**Short task A**
Give as a numbered list, skipping blank lines, every line of the records from the one containing "Which area of this image contains the snow bank?" down to the one containing "[0,173,382,266]", both included.

**Selected extract**
· · · · ·

After optimizing the SQL, it took 0.27 seconds.
SELECT COUNT(*) FROM dbmail_messageblks use index(physmessage_id_index);
+———-+
| COUNT(*) |
+———-+
| 262796 |
+———-+
1 row in set (0.27 sec)

> SHOW CREATE TABLE dbmail_messageblksG
*************************** 1. row ***************************
Table: dbmail_messageblks
Create Table: CREATE TABLE `dbmail_messageblks` (
`messageblk_idnr` bigint(21) NOT NULL auto_increment,
`physmessage_id` bigint(21) NOT NULL default ‘0’,
`messageblk` longblob NOT NULL,
`blocksize` bigint(21) NOT NULL default ‘0’,
`is_header` tinyint(1) NOT NULL default ‘0’,
PRIMARY KEY (`messageblk_idnr`),
KEY `physmessage_id_index` (`physmessage_id`),
KEY `physmessage_id_is_header_index` (`physmessage_id`,`is_header`),
CONSTRAINT `dbmail_messageblks_ibfk_1` FOREIGN KEY (`physmessage_id`) REFERENCES `dbmail_physmessage` (`id`) ON DELETE CASCADE ON UPDATE CASCADE
) ENGINE=InnoDB AUTO_INCREMENT=602519 DEFAULT CHARSET=utf8

> EXPLAIN SELECT COUNT(*) FROM dbmail_messageblksG
*************************** 1. row ***************************
id: 1
select_type: SIMPLE
table: dbmail_messageblks
type: index
possible_keys: NULL
key: PRIMARY
key_len: 8
ref: NULL
rows: 1930308
Extra: Using index

> EXPLAIN SELECT COUNT(*) FROM dbmail_messageblks use index(physmessage_id_index)G
*************************** 1. row ***************************
id: 1
select_type: SIMPLE
table: dbmail_messageblks
type: index
possible_keys: NULL
key: physmessage_id_index
key_len: 8
ref: NULL
rows: 1930310
Extra: Using index

16 years ago

If your table has a primary key, you can also get the count from
show index from , the cardinality of the key will give you count of the rows in the table.

· · · · ·

[Raw records]
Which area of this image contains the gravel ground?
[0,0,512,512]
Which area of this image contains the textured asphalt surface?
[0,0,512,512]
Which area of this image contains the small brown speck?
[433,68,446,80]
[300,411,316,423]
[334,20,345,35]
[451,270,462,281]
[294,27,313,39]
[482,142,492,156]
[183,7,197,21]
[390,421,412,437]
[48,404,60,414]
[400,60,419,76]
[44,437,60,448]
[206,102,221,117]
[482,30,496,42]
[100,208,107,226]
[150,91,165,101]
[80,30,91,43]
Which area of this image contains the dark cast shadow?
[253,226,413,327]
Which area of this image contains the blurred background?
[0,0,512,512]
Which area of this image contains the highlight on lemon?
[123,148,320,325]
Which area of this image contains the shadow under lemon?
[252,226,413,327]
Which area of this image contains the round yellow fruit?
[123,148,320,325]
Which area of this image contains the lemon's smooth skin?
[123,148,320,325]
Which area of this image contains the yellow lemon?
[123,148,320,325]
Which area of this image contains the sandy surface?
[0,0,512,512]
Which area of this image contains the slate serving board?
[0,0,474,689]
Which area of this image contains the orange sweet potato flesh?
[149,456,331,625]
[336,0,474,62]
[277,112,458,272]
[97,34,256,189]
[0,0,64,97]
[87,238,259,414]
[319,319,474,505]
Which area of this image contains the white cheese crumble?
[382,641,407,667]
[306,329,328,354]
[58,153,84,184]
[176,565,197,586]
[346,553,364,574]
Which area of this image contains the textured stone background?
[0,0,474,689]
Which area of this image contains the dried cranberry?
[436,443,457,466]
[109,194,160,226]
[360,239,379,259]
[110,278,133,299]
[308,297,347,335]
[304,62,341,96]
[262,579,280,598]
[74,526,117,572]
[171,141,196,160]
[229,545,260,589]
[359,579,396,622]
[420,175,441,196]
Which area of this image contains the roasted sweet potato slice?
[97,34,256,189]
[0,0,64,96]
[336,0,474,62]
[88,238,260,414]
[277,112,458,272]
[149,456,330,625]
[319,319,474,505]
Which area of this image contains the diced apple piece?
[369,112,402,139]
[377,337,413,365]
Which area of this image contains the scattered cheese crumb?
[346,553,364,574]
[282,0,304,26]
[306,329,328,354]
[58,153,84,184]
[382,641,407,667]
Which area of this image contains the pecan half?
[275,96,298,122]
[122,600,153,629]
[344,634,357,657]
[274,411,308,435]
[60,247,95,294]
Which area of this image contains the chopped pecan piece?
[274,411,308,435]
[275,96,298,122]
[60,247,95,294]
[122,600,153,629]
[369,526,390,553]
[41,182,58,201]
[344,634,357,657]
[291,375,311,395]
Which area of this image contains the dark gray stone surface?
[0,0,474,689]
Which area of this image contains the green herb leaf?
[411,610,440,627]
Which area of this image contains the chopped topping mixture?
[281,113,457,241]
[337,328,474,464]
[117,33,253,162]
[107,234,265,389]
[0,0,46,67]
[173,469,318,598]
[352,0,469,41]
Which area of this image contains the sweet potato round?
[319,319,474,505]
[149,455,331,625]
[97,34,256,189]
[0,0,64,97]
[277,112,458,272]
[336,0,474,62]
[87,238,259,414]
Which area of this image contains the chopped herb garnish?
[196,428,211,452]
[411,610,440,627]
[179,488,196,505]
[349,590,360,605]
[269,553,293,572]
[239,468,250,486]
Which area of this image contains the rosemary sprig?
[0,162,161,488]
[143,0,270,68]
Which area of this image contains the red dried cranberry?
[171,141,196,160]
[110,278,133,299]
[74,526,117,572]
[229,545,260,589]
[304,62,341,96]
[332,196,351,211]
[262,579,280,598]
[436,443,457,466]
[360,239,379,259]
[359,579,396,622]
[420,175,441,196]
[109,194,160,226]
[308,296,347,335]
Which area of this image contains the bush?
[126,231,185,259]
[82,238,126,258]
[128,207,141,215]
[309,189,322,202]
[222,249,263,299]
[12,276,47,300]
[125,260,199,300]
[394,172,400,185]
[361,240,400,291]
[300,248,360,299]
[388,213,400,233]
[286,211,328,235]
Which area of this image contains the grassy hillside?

· · · · ·

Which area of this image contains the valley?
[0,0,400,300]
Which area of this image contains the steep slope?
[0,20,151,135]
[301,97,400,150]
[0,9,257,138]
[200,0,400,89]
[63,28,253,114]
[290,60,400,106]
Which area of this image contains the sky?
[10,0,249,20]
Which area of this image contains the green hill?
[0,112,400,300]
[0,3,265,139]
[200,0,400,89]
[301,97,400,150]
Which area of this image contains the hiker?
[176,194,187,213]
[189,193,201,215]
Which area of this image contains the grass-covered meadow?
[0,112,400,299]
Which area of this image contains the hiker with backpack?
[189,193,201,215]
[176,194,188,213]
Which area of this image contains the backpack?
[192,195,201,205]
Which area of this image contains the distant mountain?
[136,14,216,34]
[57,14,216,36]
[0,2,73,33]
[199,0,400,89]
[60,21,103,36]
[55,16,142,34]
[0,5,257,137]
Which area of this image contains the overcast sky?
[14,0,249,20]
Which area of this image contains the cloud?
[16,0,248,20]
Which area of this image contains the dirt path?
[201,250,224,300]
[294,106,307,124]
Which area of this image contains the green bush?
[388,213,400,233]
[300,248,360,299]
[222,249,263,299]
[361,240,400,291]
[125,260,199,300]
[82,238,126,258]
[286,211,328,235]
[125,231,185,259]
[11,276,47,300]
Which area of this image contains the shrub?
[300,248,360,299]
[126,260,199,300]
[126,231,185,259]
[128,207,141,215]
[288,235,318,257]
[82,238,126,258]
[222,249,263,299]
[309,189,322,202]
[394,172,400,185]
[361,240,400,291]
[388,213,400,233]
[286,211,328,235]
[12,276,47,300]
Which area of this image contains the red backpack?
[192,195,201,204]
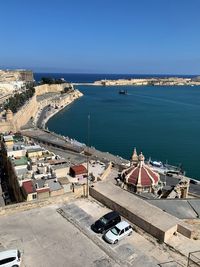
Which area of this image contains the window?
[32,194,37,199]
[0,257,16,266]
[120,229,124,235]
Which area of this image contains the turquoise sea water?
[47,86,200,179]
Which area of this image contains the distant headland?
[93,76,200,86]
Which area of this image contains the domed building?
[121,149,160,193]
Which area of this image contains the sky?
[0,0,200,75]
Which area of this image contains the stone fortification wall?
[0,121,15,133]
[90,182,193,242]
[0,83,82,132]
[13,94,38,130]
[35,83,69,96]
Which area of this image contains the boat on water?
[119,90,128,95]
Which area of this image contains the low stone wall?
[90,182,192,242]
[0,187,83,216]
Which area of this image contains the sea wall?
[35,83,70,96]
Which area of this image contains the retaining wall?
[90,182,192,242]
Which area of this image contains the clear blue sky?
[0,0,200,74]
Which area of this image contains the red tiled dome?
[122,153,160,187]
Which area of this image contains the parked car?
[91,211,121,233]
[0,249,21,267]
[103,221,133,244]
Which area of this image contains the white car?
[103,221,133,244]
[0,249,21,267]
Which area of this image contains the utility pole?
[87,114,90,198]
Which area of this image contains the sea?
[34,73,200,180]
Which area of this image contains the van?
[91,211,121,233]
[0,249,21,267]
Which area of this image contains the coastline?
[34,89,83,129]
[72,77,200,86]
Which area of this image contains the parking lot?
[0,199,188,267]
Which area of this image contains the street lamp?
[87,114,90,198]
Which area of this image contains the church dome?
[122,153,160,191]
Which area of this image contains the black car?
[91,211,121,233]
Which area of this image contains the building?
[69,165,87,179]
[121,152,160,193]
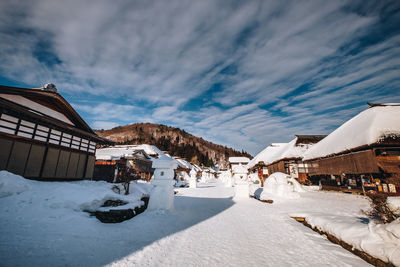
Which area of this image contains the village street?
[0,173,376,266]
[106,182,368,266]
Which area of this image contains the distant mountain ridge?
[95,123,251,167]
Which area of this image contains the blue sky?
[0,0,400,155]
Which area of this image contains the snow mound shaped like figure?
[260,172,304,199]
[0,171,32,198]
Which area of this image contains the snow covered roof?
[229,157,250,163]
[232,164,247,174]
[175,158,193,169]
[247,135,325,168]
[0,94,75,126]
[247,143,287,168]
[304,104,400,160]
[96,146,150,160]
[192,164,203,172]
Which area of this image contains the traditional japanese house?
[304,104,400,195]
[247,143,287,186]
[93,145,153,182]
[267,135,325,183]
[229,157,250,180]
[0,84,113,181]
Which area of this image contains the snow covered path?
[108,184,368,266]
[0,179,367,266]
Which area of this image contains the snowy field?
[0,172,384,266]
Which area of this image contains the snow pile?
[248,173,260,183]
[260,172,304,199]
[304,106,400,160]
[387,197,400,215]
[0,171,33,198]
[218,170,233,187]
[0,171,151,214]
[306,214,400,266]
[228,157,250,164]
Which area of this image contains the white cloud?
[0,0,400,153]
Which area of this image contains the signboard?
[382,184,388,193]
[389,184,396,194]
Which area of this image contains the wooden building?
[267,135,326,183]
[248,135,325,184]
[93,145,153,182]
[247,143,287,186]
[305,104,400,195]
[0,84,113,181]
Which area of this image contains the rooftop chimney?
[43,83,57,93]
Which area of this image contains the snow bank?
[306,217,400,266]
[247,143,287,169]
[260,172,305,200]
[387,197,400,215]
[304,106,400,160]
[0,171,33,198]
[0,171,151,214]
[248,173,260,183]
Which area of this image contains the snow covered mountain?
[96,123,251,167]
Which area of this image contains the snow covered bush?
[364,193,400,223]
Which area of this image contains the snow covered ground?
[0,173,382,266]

· · · · ·

**Short task B**
Quote the whole text on counting rows in the dbmail_messageblks table exactly.

**Answer A**
1. Which area of this image contains the snow bank?
2. [306,217,400,266]
3. [247,143,287,169]
4. [260,172,305,200]
5. [387,197,400,215]
6. [304,106,400,160]
7. [0,171,33,198]
8. [0,171,151,214]
9. [248,173,260,183]
10. Which area of this image contains the snow covered mountain?
11. [96,123,251,167]
12. Which area of this image contains the snow covered bush?
13. [364,193,400,223]
14. Which area of this image contains the snow covered ground?
15. [0,173,382,266]

**Answer B**
After optimizing the SQL, it took 0.27 seconds.
SELECT COUNT(*) FROM dbmail_messageblks use index(physmessage_id_index);
+———-+
| COUNT(*) |
+———-+
| 262796 |
+———-+
1 row in set (0.27 sec)

> SHOW CREATE TABLE dbmail_messageblksG
*************************** 1. row ***************************
Table: dbmail_messageblks
Create Table: CREATE TABLE `dbmail_messageblks` (
`messageblk_idnr` bigint(21) NOT NULL auto_increment,
`physmessage_id` bigint(21) NOT NULL default ‘0’,
`messageblk` longblob NOT NULL,
`blocksize` bigint(21) NOT NULL default ‘0’,
`is_header` tinyint(1) NOT NULL default ‘0’,
PRIMARY KEY (`messageblk_idnr`),
KEY `physmessage_id_index` (`physmessage_id`),
KEY `physmessage_id_is_header_index` (`physmessage_id`,`is_header`),
CONSTRAINT `dbmail_messageblks_ibfk_1` FOREIGN KEY (`physmessage_id`) REFERENCES `dbmail_physmessage` (`id`) ON DELETE CASCADE ON UPDATE CASCADE
) ENGINE=InnoDB AUTO_INCREMENT=602519 DEFAULT CHARSET=utf8

> EXPLAIN SELECT COUNT(*) FROM dbmail_messageblksG
*************************** 1. row ***************************
id: 1
select_type: SIMPLE
table: dbmail_messageblks
type: index
possible_keys: NULL
key: PRIMARY
key_len: 8
ref: NULL
rows: 1930308
Extra: Using index

> EXPLAIN SELECT COUNT(*) FROM dbmail_messageblks use index(physmessage_id_index)G
*************************** 1. row ***************************
id: 1
select_type: SIMPLE
table: dbmail_messageblks
type: index
possible_keys: NULL
key: physmessage_id_index
key_len: 8
ref: NULL
rows: 1930310
Extra: Using index

16 years ago

If your table has a primary key, you can also get the count from
show index from , the cardinality of the key will give you count of the rows in the table.